Required actions:
1) In the all-arms warfare text, what was the one shortcoming in the combination Monash used to win?
2) Resume the all-arms warfare text from its last sentence.

* Start Source text *

Army is another matter, another set of people, another industry and politics. There were several problems with introducing both new designs and tactics with far more people not being able to understand what the modern warfare is.
That said, I would love to read comments of Zetterling on those documents!
I don't understand the reference to Zetterling.

But I do understand, and try to avoid, what if schemes.
Let me put my thinking in a series of statements devoid of what ifs.
1. The key to military effectiveness is all-arms. Its exponents succeeded, and those that didn't failed; Monash in WWI, Blitzkrieg in 1939/40, Zhukov in 1944/45 were successful. The allies in WWII were unsuccessful. The performance of British and American armies in WWII suffered because of shortcomings in all-arms. You in Poland, by the way, paid the price of that deficiency in blood from 1944 to 1980.
2. All-arms is the combination of infantry with artillery, armour and air.
3. Monash won by combining excellent Commonwealth infantry, the much improved MkV tank, first-rate artillery, but so-so air support. This was the one shortcoming, but the rest was enough to defeat the German army.
4. The shortcoming in WWI air support is the key to understanding the problems of 2TAF's junky Typhoons.
5. The RFC/RAF's losses of unarmoured Camels and DH5s in CAS (close air support) devastated morale and was never forgotten, especially by the top brass in the RAF in the 190s and 30s who had experienced it.

* End Source text *
* Start Dataset records *

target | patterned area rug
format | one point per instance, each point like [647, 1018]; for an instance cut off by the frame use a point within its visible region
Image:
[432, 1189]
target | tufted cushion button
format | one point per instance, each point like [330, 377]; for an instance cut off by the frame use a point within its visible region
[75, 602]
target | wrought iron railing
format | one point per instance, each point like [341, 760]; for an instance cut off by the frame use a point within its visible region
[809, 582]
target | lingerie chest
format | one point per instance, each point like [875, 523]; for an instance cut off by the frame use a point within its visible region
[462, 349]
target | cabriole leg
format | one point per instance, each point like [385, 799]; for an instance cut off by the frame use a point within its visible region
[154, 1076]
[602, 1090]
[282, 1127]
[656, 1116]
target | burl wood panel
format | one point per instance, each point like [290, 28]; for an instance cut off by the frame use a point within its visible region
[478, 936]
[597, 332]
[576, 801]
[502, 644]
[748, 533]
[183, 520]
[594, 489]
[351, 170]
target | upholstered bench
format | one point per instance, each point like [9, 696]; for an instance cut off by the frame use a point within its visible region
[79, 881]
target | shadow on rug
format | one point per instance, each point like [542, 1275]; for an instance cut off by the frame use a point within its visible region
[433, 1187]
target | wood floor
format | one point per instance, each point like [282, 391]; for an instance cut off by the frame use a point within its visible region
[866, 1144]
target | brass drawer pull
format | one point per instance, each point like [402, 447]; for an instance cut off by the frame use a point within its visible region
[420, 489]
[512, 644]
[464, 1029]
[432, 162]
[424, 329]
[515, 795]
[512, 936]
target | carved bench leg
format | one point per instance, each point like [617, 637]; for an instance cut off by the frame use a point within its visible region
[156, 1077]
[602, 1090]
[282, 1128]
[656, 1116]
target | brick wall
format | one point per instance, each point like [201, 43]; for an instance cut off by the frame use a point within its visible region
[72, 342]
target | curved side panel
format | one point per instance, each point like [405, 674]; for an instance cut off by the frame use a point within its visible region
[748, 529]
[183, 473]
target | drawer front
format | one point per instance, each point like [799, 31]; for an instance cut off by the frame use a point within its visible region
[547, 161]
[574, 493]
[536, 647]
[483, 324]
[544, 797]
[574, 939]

* End Dataset records *
* Start Dataset records *

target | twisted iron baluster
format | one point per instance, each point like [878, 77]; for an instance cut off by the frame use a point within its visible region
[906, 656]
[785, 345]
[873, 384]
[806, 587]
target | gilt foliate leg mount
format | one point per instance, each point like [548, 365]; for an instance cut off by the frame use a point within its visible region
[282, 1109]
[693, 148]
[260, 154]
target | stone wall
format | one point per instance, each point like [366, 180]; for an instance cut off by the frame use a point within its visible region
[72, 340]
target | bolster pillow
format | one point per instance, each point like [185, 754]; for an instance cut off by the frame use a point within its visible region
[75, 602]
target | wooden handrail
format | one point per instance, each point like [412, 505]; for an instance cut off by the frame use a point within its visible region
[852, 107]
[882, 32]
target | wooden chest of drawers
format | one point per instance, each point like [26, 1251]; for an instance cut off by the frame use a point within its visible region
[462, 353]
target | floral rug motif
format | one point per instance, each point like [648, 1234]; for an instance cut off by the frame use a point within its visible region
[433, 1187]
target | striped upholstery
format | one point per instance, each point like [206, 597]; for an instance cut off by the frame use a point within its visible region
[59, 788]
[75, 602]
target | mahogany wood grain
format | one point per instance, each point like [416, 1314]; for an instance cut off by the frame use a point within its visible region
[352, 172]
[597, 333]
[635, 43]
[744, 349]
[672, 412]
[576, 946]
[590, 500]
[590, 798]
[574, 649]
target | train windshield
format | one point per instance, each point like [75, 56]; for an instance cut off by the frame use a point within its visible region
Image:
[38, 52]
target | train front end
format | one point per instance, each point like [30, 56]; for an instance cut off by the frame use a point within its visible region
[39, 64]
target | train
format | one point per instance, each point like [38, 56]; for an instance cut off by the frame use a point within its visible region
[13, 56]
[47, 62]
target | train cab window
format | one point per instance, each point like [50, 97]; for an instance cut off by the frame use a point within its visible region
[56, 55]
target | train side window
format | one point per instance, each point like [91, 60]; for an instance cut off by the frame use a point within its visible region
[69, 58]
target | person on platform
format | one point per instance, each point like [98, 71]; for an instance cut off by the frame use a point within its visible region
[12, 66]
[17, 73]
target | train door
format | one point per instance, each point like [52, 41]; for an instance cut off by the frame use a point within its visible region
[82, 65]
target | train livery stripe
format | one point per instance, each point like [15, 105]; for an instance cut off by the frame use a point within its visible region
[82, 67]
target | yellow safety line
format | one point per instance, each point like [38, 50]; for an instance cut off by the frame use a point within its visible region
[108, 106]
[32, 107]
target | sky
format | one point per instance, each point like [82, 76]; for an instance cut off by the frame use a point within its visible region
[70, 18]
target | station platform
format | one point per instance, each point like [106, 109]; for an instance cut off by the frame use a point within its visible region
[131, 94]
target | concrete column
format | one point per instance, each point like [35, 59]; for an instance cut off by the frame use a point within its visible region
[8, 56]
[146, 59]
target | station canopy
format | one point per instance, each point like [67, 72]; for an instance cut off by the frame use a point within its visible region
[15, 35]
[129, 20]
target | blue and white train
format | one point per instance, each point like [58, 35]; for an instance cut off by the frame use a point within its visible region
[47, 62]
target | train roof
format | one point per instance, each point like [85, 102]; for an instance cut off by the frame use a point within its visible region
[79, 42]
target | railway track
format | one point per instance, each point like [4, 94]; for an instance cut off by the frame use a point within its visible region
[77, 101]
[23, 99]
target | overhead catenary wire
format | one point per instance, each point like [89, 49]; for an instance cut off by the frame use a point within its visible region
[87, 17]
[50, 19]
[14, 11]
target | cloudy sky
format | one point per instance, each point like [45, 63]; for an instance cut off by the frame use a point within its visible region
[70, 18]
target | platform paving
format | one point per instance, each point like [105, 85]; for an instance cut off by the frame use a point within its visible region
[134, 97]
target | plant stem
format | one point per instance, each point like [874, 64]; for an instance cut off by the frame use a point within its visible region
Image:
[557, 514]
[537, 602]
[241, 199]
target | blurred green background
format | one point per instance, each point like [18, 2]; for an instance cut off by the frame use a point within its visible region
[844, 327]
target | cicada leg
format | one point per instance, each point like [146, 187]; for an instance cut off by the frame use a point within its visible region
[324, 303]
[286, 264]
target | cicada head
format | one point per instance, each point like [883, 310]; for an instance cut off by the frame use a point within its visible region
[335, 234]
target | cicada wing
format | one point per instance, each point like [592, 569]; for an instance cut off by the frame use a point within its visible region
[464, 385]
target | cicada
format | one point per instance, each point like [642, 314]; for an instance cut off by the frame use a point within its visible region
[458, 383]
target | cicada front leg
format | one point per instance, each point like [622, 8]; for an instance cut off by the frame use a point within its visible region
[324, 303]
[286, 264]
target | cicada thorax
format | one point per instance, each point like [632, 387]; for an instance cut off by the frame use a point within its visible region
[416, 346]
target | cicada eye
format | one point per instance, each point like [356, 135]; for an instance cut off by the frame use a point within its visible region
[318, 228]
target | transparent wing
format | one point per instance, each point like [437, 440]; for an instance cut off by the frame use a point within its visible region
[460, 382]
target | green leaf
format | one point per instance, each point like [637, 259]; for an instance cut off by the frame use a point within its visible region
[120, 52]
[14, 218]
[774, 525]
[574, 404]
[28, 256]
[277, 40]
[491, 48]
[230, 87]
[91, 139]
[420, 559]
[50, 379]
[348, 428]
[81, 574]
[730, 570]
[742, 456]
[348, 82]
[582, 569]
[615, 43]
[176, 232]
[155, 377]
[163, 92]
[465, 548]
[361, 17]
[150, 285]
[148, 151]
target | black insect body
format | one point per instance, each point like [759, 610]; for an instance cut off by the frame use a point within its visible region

* End Dataset records *
* Start Dataset records *

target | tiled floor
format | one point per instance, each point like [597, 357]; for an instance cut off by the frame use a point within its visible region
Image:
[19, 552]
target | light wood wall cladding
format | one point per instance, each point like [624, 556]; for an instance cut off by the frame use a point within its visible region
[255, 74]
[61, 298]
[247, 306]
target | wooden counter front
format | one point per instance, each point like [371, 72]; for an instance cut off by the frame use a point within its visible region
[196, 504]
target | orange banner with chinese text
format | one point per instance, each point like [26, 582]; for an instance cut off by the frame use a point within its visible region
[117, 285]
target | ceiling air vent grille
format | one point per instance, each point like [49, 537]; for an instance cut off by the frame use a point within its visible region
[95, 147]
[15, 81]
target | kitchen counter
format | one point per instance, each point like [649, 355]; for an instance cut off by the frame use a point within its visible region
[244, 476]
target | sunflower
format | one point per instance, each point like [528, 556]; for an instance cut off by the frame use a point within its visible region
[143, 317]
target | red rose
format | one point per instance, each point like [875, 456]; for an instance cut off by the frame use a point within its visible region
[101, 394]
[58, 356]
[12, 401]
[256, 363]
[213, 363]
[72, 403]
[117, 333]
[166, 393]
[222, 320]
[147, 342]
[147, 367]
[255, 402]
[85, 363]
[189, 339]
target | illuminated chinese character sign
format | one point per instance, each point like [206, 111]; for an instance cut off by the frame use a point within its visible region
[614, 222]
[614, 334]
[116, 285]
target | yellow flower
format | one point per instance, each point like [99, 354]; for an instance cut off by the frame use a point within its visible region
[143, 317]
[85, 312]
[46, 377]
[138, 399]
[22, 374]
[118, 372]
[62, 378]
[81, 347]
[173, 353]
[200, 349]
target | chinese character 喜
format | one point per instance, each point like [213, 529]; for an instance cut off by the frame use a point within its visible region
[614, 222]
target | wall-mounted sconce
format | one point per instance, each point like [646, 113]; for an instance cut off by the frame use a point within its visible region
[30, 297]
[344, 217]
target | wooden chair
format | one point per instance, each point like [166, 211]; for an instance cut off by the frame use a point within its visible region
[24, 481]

* End Dataset records *

Final answers:
1) So-so air support.

2)
6. The German Schlachtstaffeln, however, had half-decent CAS aircraft: Halberstadt CLII and CLIV, Hannover CLIII and Junkers J-1, which was an armoured aircraft in the tradition of the HS129, IL-2 and the USAF A10.
7. The German problem in 1918 was their lack of a tank. That was fatal. It was rectified by 1939 and added to the rest of their successful all-arms tactics which they maintained.
8. The British were in the act of rectifying their CAS weakness when the war ended. The armoured Sopwith Salamander was on test and would, I suppose, have matched the J-1 and provided the RAF with some satisfactory experience to temper the unalloyed horror that stuck.
9. The British never officially examined the reasons why they won WWI. Everyone had his own idea. No lessons were learned. All-arms fragmented away, with the RAF and the Tank Corps promoted by arseholes like Liddell-Hart arguing that speed was everything and the army that was used to travelling at 3mph would never 'get it' and would never modernise its thinking which was stuck in the mud of the Somme and Passchendael.
10. The RN got its aviation back in the late 30s. The Army never did.
11. The RAF was not interested in CAS. The Tank Corps was not interested in infantry support. The result was the ineffably bad unarmoured but fast Typhoon and the bad poorly armoured but ast tanks like the Crusader and Sherman.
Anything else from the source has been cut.